::: RECORDS FOR PROCESSING :::

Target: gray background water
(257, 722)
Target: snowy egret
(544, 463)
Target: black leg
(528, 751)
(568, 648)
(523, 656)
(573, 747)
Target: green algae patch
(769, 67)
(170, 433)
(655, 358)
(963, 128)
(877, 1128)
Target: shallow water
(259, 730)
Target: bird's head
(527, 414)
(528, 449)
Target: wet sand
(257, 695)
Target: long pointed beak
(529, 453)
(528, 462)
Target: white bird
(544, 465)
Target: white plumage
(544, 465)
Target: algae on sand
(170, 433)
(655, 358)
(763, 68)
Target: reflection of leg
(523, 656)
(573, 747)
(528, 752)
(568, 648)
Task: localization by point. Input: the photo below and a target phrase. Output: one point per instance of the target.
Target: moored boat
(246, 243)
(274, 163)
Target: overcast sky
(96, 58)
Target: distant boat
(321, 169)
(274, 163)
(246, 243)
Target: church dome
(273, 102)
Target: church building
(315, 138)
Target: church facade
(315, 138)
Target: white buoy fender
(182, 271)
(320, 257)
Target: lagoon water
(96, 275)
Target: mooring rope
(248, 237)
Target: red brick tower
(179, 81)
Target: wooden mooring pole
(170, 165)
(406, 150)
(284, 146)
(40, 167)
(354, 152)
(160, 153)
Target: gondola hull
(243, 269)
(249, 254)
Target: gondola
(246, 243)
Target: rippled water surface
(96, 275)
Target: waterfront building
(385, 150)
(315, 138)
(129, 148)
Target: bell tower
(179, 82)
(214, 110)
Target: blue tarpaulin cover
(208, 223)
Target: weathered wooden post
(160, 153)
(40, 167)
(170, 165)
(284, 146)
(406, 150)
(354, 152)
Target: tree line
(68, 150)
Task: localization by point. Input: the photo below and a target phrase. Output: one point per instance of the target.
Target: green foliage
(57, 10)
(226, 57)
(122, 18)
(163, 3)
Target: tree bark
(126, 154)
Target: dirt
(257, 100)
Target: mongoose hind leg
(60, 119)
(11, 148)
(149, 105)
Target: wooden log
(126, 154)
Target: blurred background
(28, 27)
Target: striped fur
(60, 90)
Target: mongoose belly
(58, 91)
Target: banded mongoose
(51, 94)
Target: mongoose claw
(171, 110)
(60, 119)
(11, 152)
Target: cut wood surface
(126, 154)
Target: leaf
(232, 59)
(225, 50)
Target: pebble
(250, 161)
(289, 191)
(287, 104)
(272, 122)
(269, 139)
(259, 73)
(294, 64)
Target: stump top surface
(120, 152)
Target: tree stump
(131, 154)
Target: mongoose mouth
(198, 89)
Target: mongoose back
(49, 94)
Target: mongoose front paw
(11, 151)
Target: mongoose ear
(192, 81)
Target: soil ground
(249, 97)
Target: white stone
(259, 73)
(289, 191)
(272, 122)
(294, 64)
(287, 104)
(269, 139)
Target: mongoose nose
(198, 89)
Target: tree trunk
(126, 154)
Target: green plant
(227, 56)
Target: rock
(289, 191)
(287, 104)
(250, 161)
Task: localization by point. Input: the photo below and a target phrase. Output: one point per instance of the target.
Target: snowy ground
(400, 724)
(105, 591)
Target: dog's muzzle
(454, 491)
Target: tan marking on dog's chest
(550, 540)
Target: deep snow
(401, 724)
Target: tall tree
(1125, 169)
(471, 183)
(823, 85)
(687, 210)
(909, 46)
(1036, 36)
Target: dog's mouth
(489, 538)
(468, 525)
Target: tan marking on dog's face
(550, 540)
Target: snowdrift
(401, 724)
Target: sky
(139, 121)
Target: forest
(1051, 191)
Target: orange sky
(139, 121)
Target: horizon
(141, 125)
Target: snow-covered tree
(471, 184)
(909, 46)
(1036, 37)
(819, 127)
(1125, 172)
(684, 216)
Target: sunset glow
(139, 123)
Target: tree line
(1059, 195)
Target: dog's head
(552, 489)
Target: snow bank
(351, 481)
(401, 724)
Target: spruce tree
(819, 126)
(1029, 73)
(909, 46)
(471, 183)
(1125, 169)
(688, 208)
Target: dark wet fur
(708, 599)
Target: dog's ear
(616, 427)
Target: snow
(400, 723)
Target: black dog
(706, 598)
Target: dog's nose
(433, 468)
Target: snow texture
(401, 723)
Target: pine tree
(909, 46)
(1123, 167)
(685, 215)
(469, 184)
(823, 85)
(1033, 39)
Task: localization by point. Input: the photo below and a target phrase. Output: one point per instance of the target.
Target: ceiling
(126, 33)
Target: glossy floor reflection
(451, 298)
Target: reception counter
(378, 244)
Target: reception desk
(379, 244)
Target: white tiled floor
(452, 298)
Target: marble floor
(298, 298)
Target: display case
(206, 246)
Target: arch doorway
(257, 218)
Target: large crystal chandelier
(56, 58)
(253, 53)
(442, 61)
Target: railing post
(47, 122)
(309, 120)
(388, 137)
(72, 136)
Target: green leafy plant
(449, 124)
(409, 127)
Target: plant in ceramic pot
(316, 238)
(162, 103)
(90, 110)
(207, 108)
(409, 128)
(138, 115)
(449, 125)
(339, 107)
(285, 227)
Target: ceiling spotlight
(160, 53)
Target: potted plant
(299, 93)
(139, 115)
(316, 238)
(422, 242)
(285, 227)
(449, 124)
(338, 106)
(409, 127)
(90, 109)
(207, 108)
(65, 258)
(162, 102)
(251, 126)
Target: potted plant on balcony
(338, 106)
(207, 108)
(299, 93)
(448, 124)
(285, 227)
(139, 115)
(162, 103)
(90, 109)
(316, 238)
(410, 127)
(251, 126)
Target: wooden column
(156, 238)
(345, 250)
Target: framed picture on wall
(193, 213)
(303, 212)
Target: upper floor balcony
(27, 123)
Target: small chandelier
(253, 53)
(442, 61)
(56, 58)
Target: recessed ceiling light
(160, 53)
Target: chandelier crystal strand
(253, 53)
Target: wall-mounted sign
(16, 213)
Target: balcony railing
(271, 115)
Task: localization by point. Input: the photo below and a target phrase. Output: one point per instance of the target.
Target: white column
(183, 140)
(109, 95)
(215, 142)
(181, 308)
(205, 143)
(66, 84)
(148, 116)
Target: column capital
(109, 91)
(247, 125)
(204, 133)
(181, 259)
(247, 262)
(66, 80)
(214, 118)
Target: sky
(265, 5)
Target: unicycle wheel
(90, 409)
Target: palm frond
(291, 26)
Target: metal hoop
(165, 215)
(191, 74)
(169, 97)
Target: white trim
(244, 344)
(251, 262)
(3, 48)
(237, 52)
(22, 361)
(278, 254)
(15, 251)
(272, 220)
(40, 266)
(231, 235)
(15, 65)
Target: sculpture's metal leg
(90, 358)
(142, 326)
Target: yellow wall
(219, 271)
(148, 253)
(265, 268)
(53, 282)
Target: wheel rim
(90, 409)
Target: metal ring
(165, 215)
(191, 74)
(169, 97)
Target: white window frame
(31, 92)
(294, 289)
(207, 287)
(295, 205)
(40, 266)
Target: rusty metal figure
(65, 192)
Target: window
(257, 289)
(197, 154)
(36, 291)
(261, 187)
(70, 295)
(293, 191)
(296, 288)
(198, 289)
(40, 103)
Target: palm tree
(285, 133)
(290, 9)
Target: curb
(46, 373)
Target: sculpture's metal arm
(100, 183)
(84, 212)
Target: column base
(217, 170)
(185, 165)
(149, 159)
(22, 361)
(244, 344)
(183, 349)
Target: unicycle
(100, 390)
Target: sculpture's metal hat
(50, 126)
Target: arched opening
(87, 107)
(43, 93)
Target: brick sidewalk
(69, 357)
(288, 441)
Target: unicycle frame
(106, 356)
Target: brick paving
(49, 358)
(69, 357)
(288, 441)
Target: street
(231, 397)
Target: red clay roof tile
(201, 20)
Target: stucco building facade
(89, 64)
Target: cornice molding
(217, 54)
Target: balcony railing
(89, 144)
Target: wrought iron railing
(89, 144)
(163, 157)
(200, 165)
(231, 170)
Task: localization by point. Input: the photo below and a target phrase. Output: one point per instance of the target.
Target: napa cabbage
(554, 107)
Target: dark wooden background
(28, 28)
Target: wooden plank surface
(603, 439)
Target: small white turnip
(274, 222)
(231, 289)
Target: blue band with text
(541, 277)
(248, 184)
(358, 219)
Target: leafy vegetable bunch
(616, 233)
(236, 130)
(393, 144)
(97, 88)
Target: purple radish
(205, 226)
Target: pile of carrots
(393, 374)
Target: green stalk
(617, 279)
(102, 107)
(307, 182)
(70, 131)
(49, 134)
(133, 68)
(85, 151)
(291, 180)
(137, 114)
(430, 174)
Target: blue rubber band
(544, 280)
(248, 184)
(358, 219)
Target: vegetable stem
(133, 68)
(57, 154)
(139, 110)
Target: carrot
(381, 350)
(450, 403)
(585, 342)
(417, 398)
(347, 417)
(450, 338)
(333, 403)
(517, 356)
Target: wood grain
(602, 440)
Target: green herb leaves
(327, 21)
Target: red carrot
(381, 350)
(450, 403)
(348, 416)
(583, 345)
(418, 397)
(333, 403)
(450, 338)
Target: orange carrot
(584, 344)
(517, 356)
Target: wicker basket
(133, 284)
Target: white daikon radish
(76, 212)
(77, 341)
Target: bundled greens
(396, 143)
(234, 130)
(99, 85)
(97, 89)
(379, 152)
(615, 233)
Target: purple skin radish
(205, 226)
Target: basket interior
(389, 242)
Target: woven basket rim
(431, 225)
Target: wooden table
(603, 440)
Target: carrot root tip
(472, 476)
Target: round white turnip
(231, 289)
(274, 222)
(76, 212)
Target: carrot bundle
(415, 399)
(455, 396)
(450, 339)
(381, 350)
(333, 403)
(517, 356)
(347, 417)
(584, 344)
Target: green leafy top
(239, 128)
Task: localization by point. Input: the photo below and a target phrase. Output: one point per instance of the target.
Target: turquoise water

:::

YOUR OBJECTIVE:
Reproduce only the lines running from the one with "Target: dark wooden background" through the final line of the listing above, both ends included.

COMPLETE ANSWER:
Target: dark wooden background
(28, 28)
Target: wooden plank surface
(603, 439)
Target: small white turnip
(274, 222)
(231, 289)
Target: blue band with text
(541, 277)
(248, 184)
(358, 219)
Target: leafy vegetable bunch
(616, 233)
(236, 130)
(393, 144)
(97, 88)
Target: purple radish
(205, 226)
Target: pile of carrots
(393, 374)
Target: green stalk
(617, 279)
(102, 107)
(307, 182)
(70, 131)
(49, 134)
(133, 68)
(85, 151)
(291, 180)
(137, 114)
(430, 174)
Target: blue rubber band
(544, 280)
(248, 184)
(358, 219)
Target: vegetable stem
(133, 68)
(57, 154)
(139, 110)
Target: carrot
(381, 350)
(450, 403)
(585, 342)
(417, 398)
(347, 417)
(450, 338)
(333, 403)
(517, 356)
Target: wood grain
(602, 440)
Target: green herb leaves
(327, 21)
Target: red carrot
(381, 350)
(450, 403)
(348, 416)
(583, 345)
(418, 397)
(333, 403)
(450, 338)
Target: orange carrot
(584, 344)
(517, 356)
Target: wicker basket
(133, 284)
Target: white daikon radish
(76, 212)
(77, 341)
Target: bundled greens
(396, 143)
(234, 130)
(99, 85)
(97, 89)
(379, 152)
(615, 233)
Target: purple skin radish
(205, 226)
Target: basket interior
(389, 242)
Target: woven basket rim
(431, 225)
Target: wooden table
(603, 440)
Target: carrot root tip
(472, 476)
Target: round white turnip
(231, 289)
(274, 222)
(76, 212)
Target: carrot bundle
(415, 399)
(455, 396)
(450, 339)
(381, 350)
(333, 403)
(517, 356)
(347, 417)
(584, 344)
Target: green leafy top
(239, 128)
Task: localization by point. Input: the photo below and a target phrase. Output: one point per instance of the target.
Target: turquoise water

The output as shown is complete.